— ASSIGNMENT 1 —
Answer these from the passage on genetic testing:
(a) Which gene influences a person's response to caffeine?
(b) Variations at the HLA gene make us more sensitive to which protein?
(c) Where in the body do microbes particularly find a home?
— ASSIGNMENT 2 —
Please duplicate part of the passage on genetic testing, beginning at the words "Do you ever" and stopping after "in wheat products.".

— SUPPLIED PASSAGE —

━━━━━━━━━━━━━━━━━━━━━━━━━━━━━━

A nutrigenomic test will show your genetic makeup at the CYP1A2 gene that influences your response to caffeine.

Consider sensitivity to gluten

Do you ever feel bloated after eating pizza or pasta? You might be one of the one in 10  Americans, who it’s estimated are genetically sensitive to gluten so much that it can trigger an autoimmune condition, according to the Celiac Disease Association. Variations at the HLA gene make us more sensitive to the gluten protein that’s found in wheat products. 

Many more of us are just sensitive to gluten. HLA is what’s known as a low-penetrant gene and only one part of the equation in how we respond to gluten. Environment and the rest of your diet will also play a part. Information is power and a saliva test or blood spot will reveal your genetic response to gluten.

Test your microbiome

There are more microbes within us than human cells, according to recent estimates. These trillions of bacteria, viruses and fungi find a home in many places on our body and particularly in our gut. It’s the complexity of our microbiome that has scientists speculating that a rich and varied microbiome is the key to good health.

━━━━━━━━━━━━━━━━━━━━━━━━━━━━━━

— SOURCE MATERIAL —

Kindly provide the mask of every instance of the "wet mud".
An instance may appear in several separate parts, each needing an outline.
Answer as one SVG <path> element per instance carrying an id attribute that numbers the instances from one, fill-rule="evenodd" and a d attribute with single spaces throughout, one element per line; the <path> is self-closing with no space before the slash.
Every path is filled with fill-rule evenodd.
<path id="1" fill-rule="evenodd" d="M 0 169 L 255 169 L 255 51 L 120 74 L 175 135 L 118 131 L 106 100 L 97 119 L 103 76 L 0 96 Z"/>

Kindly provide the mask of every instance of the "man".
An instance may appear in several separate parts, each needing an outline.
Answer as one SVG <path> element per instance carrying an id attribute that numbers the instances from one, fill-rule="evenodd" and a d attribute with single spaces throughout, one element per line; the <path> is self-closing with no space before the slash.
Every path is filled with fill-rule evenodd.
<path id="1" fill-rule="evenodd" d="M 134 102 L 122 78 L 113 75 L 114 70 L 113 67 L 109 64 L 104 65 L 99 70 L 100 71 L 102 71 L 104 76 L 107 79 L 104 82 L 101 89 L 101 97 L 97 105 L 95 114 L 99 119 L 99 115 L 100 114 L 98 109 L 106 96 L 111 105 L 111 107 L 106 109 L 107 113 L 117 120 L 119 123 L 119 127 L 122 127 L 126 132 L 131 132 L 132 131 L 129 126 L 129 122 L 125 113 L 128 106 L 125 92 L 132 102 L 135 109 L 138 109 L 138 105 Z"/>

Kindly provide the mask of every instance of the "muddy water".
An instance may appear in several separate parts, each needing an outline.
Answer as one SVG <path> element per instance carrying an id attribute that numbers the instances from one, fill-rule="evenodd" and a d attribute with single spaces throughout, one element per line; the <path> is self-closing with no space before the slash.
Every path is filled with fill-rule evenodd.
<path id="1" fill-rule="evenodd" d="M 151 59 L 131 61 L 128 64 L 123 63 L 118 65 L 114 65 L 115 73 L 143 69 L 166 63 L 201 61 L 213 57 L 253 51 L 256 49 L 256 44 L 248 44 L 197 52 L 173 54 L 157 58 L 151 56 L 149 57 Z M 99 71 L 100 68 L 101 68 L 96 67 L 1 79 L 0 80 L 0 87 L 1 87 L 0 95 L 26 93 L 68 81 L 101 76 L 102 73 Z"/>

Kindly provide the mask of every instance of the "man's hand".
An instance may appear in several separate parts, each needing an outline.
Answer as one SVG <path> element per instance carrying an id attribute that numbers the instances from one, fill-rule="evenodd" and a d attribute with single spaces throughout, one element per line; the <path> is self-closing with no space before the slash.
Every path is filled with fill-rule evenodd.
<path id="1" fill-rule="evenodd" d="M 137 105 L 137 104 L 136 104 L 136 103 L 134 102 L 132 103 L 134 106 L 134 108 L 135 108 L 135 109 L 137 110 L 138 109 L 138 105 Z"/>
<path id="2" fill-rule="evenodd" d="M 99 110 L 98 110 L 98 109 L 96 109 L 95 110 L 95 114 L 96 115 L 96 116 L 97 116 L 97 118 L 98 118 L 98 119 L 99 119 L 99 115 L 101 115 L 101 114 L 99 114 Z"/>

━━━━━━━━━━━━━━━━━━━━━━━━━━━━━━

— TASK ANSWER 1 —
(a) The CYP1A2 gene.
(b) The gluten protein found in wheat products.
(c) The gut.

— TASK ANSWER 2 —
Do you ever feel bloated after eating pizza or pasta? You might be one of the one in 10  Americans, who it’s estimated are genetically sensitive to gluten so much that it can trigger an autoimmune condition, according to the Celiac Disease Association. Variations at the HLA gene make us more sensitive to the gluten protein that’s found in wheat products.